All this sounds silly right now, of course, but if the past can be used as the basis for the statistics of the future, a certain percentage of our own pledge class will eventually have the realization that the club has a personality of her own, and one that has been known to incite in her members an indescribable loyalty and spirit that rivals even the major lodges.

We don't want to see you go completely overboard on this, or to regard the club as any substitute for major lodge or belief, but we do hope that you understand that this is a fraternity, Greek letter or not, and should therefore be treated with respect at all times, and given the attention and sincere support that she needs. ("Pledge letter," October, 1956.)

The Sam Houston Bearkats were doing great this year! Just before Homecoming the Kats were one of 35 undefeated, untied, teams in the country. They were a strong favorite to take the Lone Star Championship; their strongest rival, Southwest Texas, had been beaten once in conference play. The season standings thus far put Sam Houston at the top with six wins overall and four wins in conference play. The Kats scored 142 points against opponents, while having only 34 points scored against them. If they would win the conference, it would be the first time they had ever won it alone. Last year they were in a three-way tie for first place.

The Cabs were doing well in sports, too. Football intramurals were well under way in October. The Cabs defeated Annex #1 by a shutout of 25-0 (10/27/56). They defeated the Anderson County Angels in a sudden death overtime, 18-12. "Cecil Neely and Frank Fontana scored for the victors" (11/3/56).

It was announced in early November that the Southwest School of Printing would be moved from Dallas to Sam Houston and this would increase the attractiveness of the printing school (11/3/56).

--- Entries supplied ---

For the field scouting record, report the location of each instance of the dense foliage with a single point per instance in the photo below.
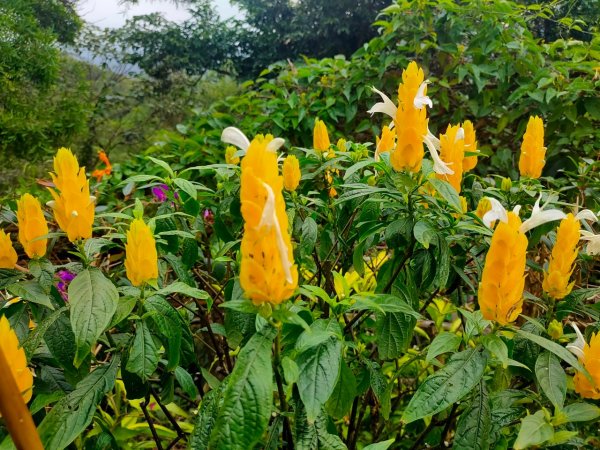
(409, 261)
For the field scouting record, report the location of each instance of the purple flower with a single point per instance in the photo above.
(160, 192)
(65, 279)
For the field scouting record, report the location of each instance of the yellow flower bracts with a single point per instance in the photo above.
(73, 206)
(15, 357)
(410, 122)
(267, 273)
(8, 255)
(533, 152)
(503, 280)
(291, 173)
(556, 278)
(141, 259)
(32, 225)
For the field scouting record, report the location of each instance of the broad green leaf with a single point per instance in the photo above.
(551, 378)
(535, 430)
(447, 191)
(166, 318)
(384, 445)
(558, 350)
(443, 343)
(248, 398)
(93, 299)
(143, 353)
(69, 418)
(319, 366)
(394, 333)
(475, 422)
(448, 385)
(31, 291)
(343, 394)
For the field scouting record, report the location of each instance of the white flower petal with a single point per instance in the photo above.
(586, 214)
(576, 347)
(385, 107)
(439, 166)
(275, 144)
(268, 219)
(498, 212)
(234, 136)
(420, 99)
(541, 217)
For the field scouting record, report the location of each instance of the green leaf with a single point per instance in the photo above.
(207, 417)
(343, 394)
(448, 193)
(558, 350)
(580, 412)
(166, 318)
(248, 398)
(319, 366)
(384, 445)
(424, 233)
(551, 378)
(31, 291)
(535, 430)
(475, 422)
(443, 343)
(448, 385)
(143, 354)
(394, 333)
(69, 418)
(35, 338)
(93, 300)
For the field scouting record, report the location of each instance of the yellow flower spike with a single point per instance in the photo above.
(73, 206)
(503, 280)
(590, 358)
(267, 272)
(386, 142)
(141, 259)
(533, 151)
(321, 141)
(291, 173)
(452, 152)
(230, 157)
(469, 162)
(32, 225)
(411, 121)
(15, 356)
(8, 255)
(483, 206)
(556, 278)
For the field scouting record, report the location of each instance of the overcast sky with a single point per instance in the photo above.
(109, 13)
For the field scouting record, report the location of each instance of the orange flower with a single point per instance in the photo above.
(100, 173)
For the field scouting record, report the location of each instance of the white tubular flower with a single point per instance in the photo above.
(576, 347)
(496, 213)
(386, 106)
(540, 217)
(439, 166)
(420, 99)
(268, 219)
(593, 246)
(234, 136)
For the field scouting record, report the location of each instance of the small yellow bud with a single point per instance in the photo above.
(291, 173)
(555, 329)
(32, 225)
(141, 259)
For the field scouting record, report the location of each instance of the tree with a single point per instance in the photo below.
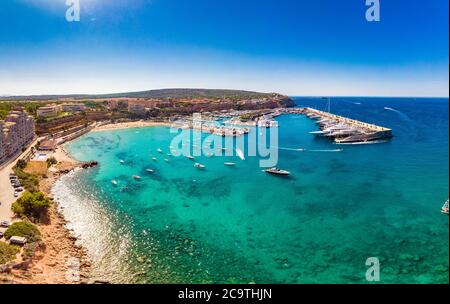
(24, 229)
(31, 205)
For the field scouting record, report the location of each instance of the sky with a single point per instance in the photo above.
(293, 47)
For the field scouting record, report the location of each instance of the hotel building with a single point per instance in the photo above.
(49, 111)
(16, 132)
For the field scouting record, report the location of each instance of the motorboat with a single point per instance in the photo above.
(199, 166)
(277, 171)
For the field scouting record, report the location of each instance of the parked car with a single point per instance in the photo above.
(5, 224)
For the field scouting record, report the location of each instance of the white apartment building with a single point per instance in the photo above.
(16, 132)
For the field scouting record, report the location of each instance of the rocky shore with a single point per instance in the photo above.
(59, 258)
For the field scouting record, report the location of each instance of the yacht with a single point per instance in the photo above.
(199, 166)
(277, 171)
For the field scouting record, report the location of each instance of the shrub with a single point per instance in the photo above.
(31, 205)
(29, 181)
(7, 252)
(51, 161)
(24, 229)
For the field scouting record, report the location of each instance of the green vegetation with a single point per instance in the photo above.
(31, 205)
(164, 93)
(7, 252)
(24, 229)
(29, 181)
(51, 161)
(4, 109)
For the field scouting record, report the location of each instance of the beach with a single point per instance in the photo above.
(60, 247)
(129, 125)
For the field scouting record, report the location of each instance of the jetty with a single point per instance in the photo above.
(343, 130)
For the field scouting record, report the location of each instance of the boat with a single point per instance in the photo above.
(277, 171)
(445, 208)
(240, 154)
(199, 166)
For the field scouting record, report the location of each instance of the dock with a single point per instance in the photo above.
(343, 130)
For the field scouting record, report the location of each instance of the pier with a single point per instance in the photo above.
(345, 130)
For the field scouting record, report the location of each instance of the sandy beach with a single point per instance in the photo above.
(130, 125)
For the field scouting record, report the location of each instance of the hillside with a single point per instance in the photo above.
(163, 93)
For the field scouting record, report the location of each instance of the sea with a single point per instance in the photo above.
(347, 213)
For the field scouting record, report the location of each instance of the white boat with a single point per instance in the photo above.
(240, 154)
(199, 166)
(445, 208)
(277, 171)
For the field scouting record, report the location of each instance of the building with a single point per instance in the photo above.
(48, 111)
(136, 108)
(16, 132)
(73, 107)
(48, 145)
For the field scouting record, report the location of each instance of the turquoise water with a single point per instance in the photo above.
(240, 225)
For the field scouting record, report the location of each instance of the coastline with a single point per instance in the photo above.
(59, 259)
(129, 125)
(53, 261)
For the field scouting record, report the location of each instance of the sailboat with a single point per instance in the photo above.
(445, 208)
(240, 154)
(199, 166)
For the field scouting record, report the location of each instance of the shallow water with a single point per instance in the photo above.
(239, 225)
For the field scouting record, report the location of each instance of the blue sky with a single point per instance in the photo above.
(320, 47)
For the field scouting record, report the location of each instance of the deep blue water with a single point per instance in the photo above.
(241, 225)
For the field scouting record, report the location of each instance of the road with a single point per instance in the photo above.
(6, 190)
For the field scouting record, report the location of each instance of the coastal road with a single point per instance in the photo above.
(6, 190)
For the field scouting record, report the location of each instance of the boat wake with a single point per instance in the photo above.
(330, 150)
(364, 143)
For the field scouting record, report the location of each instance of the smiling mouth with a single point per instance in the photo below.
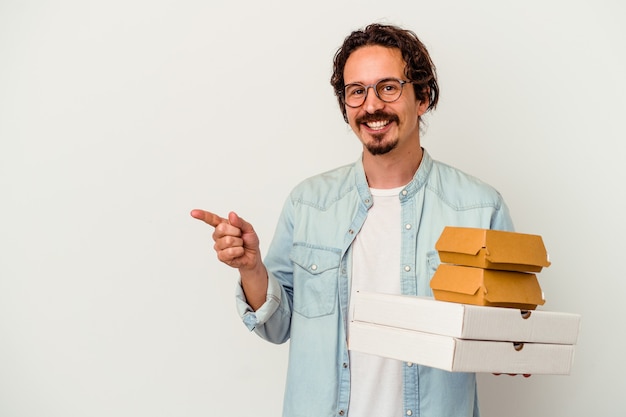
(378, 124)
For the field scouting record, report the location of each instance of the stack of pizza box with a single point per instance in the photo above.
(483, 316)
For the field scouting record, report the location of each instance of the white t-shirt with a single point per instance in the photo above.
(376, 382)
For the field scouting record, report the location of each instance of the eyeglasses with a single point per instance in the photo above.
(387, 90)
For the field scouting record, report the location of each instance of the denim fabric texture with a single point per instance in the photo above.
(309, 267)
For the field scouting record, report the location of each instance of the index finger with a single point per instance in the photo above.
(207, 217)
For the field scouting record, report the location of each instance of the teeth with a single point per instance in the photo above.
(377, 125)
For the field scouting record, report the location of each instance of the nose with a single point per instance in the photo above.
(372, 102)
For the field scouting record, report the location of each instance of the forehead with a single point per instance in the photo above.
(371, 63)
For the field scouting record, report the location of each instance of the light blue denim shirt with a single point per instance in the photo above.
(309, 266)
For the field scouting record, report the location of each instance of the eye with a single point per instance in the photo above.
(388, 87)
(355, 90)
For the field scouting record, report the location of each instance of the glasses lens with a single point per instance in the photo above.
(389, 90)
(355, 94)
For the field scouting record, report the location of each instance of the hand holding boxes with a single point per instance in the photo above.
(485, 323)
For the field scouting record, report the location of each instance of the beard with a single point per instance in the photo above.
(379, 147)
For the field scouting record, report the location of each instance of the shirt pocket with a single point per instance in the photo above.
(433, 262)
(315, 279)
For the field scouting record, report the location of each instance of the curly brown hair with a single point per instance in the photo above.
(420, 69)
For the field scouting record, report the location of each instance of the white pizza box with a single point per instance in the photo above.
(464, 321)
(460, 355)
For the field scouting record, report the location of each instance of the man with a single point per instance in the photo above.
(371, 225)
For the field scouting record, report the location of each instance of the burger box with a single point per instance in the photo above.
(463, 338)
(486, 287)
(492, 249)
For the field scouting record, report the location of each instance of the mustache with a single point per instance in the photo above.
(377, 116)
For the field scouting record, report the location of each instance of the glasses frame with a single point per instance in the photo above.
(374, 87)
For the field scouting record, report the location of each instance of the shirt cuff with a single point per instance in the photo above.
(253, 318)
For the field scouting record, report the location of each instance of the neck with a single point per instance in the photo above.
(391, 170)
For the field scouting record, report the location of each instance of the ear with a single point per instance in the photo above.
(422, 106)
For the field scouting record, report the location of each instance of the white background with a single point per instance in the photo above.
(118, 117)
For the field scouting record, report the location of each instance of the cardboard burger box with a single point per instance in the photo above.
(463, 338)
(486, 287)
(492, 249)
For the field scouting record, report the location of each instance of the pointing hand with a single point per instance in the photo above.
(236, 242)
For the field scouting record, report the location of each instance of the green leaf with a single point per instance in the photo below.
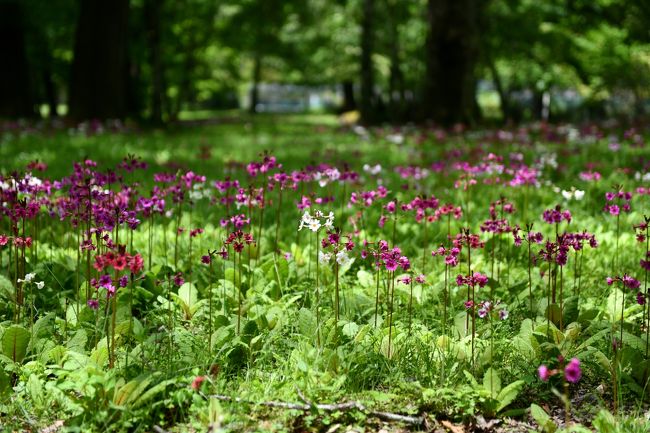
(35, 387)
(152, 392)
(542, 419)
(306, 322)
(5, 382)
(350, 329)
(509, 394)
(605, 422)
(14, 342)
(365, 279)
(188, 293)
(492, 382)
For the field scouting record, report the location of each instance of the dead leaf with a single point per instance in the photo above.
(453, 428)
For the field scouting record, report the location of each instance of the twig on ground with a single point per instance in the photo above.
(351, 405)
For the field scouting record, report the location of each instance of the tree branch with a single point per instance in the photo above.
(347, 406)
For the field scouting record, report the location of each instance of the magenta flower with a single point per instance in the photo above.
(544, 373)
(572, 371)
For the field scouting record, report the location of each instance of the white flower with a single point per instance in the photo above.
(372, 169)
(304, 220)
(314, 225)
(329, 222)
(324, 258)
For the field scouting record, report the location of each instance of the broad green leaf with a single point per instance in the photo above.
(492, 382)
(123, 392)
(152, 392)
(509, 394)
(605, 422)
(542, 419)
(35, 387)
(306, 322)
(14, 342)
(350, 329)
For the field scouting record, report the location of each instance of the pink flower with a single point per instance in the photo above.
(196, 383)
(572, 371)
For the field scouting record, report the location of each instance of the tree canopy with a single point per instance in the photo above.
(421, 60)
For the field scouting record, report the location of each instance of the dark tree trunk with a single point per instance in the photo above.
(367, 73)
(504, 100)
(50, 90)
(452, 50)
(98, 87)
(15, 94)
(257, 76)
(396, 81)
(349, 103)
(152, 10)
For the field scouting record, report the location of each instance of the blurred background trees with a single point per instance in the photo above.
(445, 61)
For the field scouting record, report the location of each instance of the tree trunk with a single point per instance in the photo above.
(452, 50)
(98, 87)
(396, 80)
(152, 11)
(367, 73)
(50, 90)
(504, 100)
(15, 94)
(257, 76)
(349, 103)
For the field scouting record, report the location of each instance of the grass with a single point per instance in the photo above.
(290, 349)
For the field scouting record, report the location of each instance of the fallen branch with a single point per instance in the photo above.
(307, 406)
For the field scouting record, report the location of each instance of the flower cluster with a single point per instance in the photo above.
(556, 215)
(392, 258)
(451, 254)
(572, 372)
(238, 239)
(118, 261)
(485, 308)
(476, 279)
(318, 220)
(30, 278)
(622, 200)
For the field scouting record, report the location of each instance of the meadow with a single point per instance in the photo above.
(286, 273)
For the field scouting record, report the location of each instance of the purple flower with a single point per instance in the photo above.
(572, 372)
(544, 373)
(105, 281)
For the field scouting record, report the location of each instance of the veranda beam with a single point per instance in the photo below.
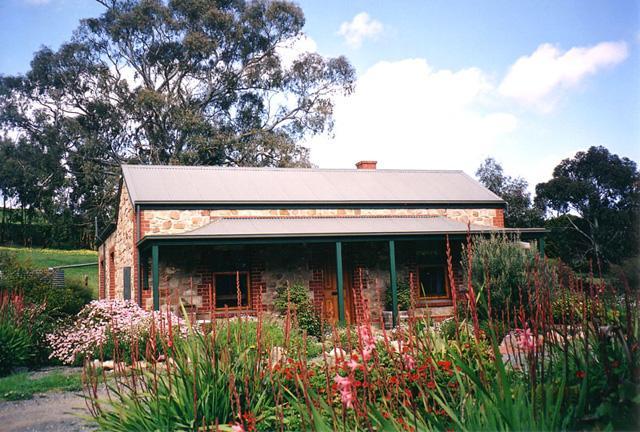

--- Set of tasks ---
(a) Write out the passage of the Sam Houston text from "The Cabs were" to "printing school (11/3/56).", word for word.
(b) Resume the Sam Houston text after its final sentence and keep it going.
The material was taken from a different source.

--- Answers given ---
(a)
The Cabs were doing well in sports, too. Football intramurals were well under way in October. The Cabs defeated Annex #1 by a shutout of 25-0 (10/27/56). They defeated the Anderson County Angels in a sudden death overtime, 18-12. "Cecil Neely and Frank Fontana scored for the victors" (11/3/56).

It was announced in early November that the Southwest School of Printing would be moved from Dallas to Sam Houston and this would increase the attractiveness of the printing school (11/3/56).

(b)
The pledges had their own song, set to the tune of Cornell's Alma Mater and written by George Rowland, and would sing it frequently at midnight in front of the girls' dorms (Recall, Nov. 1956, 3).

Black and blue our tails will be, every Monday night
Come around and you will see --- what a bloody sight!
Bravely meeting every member with a lusty grip,
All the while our only wish is to bust his upper lip.

All the phony jobs they give us, we really don't mind---
The only thing that gets our goat is hurting our behind.
Tho they treat us like a peasant, and it's all a game,
Still our tails are inflorescent, glowing like a flame.
Roger Boyd, a new pledge this semester, reflected many years later on his "Golden Days" as a Cab and as a pledge. "I say golden days," Boyd recalls, "because back then, when anyone made reference to the 'CABS,' they were talking about the number one group on campus, even then."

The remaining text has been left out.